▶ **Required work**
Working line by line, output the entries below exactly as they appear.

▶ **Information shown**
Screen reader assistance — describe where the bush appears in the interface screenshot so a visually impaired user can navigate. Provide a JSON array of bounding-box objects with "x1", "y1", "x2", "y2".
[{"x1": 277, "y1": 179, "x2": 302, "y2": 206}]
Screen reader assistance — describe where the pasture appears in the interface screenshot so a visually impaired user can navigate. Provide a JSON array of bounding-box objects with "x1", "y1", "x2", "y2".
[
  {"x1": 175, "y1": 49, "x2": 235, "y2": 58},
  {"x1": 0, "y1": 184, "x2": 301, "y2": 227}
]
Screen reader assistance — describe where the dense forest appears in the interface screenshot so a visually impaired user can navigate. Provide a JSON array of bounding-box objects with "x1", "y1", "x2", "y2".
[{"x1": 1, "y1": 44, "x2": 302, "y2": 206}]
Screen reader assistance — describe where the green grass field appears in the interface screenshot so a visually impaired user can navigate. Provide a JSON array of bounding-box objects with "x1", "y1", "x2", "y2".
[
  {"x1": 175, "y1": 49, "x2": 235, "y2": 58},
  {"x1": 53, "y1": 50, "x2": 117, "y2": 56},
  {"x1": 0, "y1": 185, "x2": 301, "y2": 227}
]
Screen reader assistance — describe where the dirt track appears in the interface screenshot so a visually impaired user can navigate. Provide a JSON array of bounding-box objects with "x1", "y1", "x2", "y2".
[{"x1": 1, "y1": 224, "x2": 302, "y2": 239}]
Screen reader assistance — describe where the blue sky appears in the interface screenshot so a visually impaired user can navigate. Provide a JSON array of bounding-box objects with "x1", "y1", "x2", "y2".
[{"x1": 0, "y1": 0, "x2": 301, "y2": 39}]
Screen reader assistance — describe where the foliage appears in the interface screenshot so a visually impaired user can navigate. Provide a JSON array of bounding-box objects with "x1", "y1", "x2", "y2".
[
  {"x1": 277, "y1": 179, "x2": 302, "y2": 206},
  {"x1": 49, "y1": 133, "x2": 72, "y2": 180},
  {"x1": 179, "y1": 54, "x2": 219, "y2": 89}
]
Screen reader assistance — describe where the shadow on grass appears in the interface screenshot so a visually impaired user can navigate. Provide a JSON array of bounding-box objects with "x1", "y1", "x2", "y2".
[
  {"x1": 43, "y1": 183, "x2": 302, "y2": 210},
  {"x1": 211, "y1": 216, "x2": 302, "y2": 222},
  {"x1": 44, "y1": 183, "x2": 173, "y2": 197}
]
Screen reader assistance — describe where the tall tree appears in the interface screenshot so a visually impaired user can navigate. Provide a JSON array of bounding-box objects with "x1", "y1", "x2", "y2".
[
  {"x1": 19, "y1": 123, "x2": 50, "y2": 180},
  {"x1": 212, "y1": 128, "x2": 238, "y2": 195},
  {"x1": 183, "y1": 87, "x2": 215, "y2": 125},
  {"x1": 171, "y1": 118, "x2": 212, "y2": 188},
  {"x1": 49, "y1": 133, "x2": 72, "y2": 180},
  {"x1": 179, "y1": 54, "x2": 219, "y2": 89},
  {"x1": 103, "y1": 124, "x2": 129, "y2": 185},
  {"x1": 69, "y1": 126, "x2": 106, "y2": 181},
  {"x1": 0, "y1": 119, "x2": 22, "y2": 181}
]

▶ **Output for this exercise**
Screen reader assistance — describe where the bush appears in the interface screenshot so a visually impaired user can navigate. Provide a JSON array of bounding-box objects with "x1", "y1", "x2", "y2".
[{"x1": 277, "y1": 179, "x2": 302, "y2": 206}]
Screen reader assistance — describe where the pasture appears in the interface screenshot so a visually impaired user can navigate. Provide a JSON array of bounding-box objects with "x1", "y1", "x2", "y2".
[
  {"x1": 175, "y1": 49, "x2": 235, "y2": 58},
  {"x1": 0, "y1": 184, "x2": 301, "y2": 227}
]
Screen reader assistance — describe where the dense forest appears in the interface screenshot so a visually impaired user can navigate. Provide a JSON array of bounding-box objects with "x1", "y1", "x2", "y2".
[{"x1": 1, "y1": 44, "x2": 302, "y2": 206}]
Screen reader assistance — describe where the green grass field appears in the interface screenshot so a visually impaired user can navigate. Provide a JSON array of bounding-box objects with "x1", "y1", "x2", "y2".
[
  {"x1": 175, "y1": 49, "x2": 235, "y2": 58},
  {"x1": 53, "y1": 50, "x2": 117, "y2": 56},
  {"x1": 0, "y1": 185, "x2": 301, "y2": 227}
]
Screen reader assistance — describe where the dirt track appears in the interface screenshot so a visually impaired user can navigate. Provide a JSON array of bounding-box objects with "x1", "y1", "x2", "y2".
[{"x1": 1, "y1": 224, "x2": 302, "y2": 239}]
Screen reader assistance — describe where the blue sky appears in the interface screenshot so a visually impaired user can navigate. Provide a JSON array of bounding-box objects with "x1", "y1", "x2", "y2".
[{"x1": 0, "y1": 0, "x2": 301, "y2": 39}]
Screen reader assistance — describe where the foliage appears in the interface screenshot so a visually impaired user can navigate. Provide a JSON array of bounding-box objects with "x1", "y1", "x2", "y2".
[
  {"x1": 277, "y1": 179, "x2": 302, "y2": 206},
  {"x1": 49, "y1": 133, "x2": 72, "y2": 180},
  {"x1": 179, "y1": 54, "x2": 219, "y2": 89}
]
Screen reader assistance — describe where the shadow on grass appears in the interface screenshot so a visually impaired user can navigate. Provide a JSON array of bounding-box objects with "x1", "y1", "x2", "y2".
[
  {"x1": 43, "y1": 183, "x2": 302, "y2": 210},
  {"x1": 211, "y1": 216, "x2": 302, "y2": 222},
  {"x1": 44, "y1": 183, "x2": 173, "y2": 197}
]
Screen reader assistance — describe where the tall tree appears in the interface screenshot so a visually impaired user can navigate. Provide a JSON array of bounding-box objects with "x1", "y1", "x2", "y2".
[
  {"x1": 19, "y1": 123, "x2": 50, "y2": 180},
  {"x1": 212, "y1": 128, "x2": 238, "y2": 195},
  {"x1": 183, "y1": 87, "x2": 215, "y2": 125},
  {"x1": 171, "y1": 118, "x2": 212, "y2": 188},
  {"x1": 49, "y1": 133, "x2": 72, "y2": 180},
  {"x1": 179, "y1": 54, "x2": 219, "y2": 89},
  {"x1": 103, "y1": 124, "x2": 129, "y2": 185},
  {"x1": 69, "y1": 126, "x2": 106, "y2": 181},
  {"x1": 0, "y1": 119, "x2": 22, "y2": 181}
]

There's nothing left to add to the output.